Why did you choose Nietzsche’s poems as lyrics for the song cycle? What was stronger – the poetic or philosophic pathway?
I had been wanting to do something with Nietzsche for a long time, “make my own Nietzsche,” so to speak. Apart from his early work there is, strictly speaking, no poetry in Nietzsche’s oeuvre; rather, everything he wrote becomes poetry. And thanks to the aphoristic mode of expression poetry can turn into philosophy.
How important is it for you to set new ideas in context with history?
I am not sure I fully understand the question, but for me it is clear that Nietzsche’s ideas are always new. I would even say this is becoming ever more true...
O Mensch! was commissioned by and premiered as a staged performance at Théâtre des Bouffes du Nord, Paris. How legitimate are audio documents of staged music for you? Don’t they miss an import aspect, the visual element? Or is the concentrated listening experience evolving an even deeper perception?

Stored data:

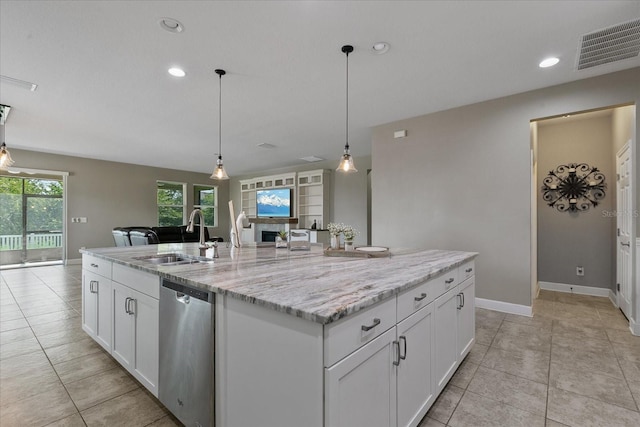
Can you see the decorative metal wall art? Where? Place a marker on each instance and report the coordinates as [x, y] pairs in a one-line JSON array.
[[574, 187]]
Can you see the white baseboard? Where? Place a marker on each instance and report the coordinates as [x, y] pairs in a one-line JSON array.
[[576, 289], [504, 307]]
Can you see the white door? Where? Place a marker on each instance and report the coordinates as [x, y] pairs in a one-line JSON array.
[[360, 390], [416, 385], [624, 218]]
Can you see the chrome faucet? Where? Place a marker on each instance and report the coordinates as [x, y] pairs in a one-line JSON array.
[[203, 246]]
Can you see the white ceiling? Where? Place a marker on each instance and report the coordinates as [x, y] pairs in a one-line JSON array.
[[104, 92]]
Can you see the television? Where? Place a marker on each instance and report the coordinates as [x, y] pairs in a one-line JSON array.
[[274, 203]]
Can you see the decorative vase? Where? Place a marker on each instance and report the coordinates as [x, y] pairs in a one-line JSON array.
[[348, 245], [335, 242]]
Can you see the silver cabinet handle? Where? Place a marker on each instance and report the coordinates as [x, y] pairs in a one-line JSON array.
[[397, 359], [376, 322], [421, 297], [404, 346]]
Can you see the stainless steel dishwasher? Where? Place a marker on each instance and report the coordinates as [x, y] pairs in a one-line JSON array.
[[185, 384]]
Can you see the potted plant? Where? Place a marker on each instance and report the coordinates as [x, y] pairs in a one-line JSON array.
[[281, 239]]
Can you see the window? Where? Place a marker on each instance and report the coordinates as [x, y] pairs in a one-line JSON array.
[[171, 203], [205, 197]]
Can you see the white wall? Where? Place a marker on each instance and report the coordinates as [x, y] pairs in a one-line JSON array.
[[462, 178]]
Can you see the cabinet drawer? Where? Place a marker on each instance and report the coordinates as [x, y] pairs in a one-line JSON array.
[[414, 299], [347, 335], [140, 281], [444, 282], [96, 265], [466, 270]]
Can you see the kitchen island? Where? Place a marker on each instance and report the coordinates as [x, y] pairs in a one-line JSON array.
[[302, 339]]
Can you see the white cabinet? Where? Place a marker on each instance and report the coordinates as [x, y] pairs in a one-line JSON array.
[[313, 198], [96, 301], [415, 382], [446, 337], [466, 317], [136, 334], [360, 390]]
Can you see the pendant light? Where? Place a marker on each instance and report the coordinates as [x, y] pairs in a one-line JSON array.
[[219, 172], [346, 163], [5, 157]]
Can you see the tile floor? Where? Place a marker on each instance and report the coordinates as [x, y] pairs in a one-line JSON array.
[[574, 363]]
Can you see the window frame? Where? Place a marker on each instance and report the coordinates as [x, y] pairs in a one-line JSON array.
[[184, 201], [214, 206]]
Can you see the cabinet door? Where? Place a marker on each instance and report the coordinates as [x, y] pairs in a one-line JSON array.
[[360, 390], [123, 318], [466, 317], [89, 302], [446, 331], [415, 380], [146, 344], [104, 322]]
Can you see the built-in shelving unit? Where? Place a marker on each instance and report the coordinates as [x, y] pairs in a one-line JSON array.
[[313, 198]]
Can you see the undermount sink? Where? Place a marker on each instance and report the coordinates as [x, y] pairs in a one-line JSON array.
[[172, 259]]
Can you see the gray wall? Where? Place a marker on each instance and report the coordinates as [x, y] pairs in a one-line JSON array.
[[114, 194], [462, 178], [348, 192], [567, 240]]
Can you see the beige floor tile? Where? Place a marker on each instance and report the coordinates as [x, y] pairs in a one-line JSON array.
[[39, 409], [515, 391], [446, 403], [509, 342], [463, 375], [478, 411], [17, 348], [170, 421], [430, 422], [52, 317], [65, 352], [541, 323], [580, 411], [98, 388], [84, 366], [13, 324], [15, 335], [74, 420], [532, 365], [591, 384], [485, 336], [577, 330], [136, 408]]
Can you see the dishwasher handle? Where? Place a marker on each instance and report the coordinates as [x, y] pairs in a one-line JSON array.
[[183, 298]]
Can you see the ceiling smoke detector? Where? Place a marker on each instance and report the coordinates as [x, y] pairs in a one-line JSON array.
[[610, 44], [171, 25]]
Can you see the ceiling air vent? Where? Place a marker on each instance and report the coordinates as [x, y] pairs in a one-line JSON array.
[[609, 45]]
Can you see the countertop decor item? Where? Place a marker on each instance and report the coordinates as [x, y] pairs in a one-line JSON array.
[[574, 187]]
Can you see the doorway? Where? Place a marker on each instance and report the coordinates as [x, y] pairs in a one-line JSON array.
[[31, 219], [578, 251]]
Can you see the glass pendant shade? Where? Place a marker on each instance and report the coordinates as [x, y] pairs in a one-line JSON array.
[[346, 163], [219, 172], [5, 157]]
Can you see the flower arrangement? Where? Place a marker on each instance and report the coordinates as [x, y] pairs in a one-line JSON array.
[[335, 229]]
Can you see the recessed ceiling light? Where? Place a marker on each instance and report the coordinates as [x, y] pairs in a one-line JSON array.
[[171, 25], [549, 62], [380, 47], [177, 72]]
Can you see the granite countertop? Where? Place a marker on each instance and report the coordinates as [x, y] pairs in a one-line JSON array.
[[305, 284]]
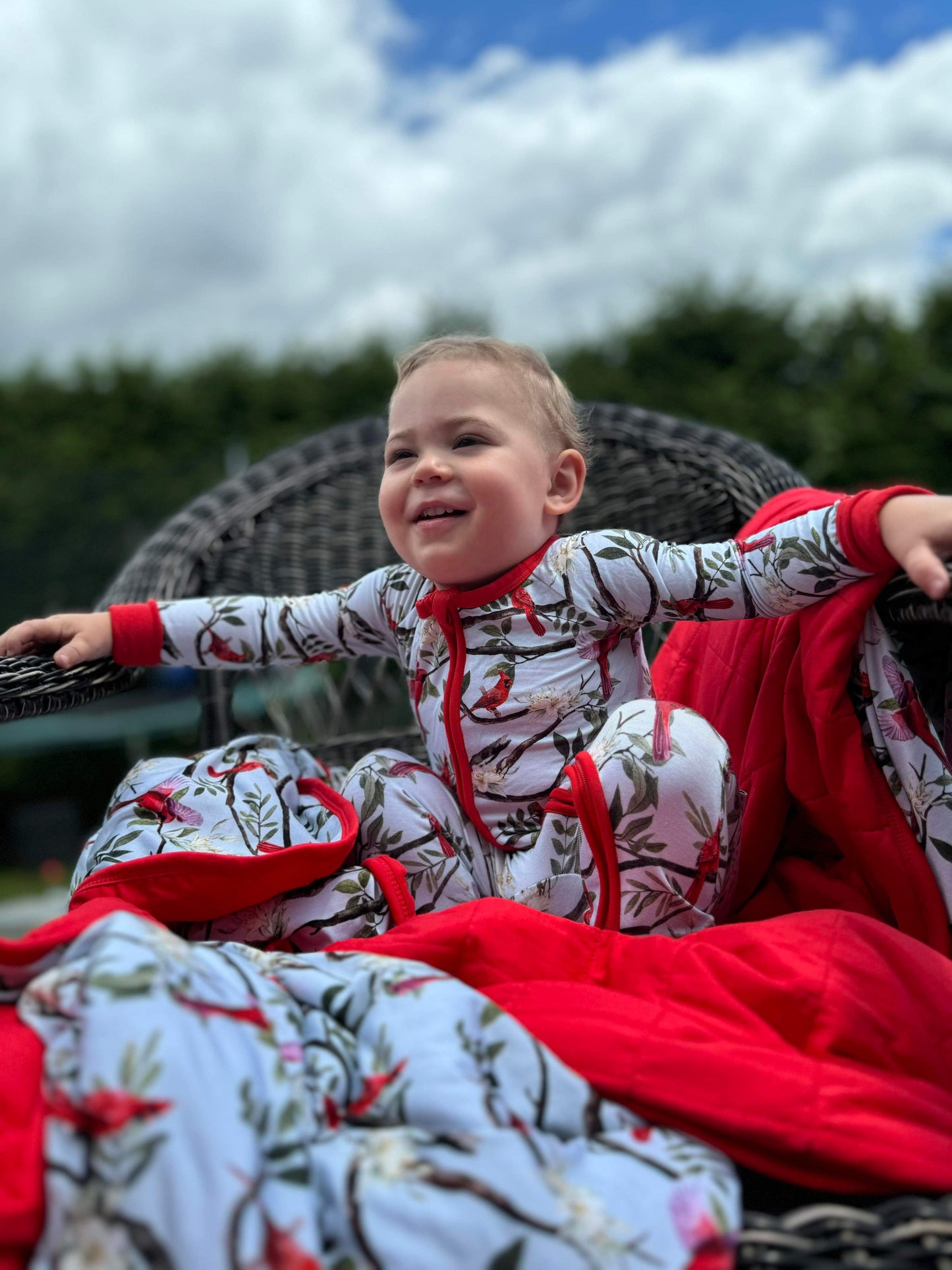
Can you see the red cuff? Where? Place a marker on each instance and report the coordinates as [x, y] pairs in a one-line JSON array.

* * *

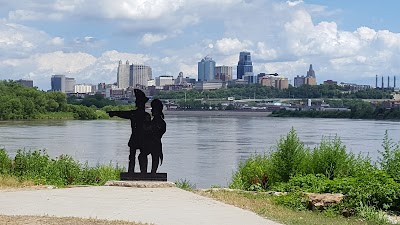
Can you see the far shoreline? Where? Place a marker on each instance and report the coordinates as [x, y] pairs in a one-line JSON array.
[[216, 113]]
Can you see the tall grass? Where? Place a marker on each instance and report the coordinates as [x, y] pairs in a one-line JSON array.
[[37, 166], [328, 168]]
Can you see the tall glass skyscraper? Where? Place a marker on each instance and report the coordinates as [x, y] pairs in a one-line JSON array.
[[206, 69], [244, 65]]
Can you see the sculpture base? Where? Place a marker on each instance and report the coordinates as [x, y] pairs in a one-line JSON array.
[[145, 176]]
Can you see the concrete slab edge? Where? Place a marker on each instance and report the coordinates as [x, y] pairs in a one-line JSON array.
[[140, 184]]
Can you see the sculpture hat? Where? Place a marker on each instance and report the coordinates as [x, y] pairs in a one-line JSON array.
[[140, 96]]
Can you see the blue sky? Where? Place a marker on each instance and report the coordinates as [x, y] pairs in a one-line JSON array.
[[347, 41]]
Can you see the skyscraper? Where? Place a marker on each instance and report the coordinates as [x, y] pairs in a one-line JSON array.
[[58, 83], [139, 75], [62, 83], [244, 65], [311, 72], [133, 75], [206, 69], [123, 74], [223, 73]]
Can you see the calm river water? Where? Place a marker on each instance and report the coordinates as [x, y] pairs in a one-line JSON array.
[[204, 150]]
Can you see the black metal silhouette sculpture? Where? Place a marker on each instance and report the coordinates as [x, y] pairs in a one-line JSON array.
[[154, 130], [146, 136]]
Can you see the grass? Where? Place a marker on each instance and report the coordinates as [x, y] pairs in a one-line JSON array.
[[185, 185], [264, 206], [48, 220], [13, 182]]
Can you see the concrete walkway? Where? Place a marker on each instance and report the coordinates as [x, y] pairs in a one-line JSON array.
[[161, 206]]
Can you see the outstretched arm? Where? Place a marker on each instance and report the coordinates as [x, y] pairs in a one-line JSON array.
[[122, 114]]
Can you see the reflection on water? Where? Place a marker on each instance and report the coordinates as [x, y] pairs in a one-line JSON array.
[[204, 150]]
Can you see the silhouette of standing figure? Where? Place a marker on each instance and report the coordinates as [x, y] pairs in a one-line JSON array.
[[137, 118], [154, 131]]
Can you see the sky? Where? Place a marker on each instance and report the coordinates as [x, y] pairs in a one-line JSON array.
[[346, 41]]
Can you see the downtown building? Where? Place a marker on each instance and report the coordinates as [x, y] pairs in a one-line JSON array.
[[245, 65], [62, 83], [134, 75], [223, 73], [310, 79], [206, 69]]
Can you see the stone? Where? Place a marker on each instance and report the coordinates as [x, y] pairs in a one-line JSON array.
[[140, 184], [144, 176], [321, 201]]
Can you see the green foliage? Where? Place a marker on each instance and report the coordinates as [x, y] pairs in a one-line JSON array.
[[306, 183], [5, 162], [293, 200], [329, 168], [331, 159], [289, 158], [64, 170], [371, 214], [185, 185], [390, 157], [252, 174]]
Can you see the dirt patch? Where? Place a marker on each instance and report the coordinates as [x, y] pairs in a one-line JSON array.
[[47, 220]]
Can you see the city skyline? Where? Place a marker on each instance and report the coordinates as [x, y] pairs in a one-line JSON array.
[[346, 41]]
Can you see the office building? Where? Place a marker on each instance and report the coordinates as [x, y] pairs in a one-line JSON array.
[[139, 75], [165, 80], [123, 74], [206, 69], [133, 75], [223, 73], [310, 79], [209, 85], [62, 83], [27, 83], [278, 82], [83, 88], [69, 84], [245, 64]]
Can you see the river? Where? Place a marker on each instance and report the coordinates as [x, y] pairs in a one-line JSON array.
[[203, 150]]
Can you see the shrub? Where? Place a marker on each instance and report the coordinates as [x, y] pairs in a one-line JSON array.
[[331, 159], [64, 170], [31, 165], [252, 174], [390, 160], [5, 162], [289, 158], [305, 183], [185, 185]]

Set exercise 1:
Copy from the interview everything from "I had been wanting" down to "context with history?".
Set exercise 2:
List each distinct proper name that appears in the interview.

Solution 1:
I had been wanting to do something with Nietzsche for a long time, “make my own Nietzsche,” so to speak. Apart from his early work there is, strictly speaking, no poetry in Nietzsche’s oeuvre; rather, everything he wrote becomes poetry. And thanks to the aphoristic mode of expression poetry can turn into philosophy.
How important is it for you to set new ideas in context with history?

Solution 2:
Nietzsche
O Mensch!
Théâtre des Bouffes du Nord
Paris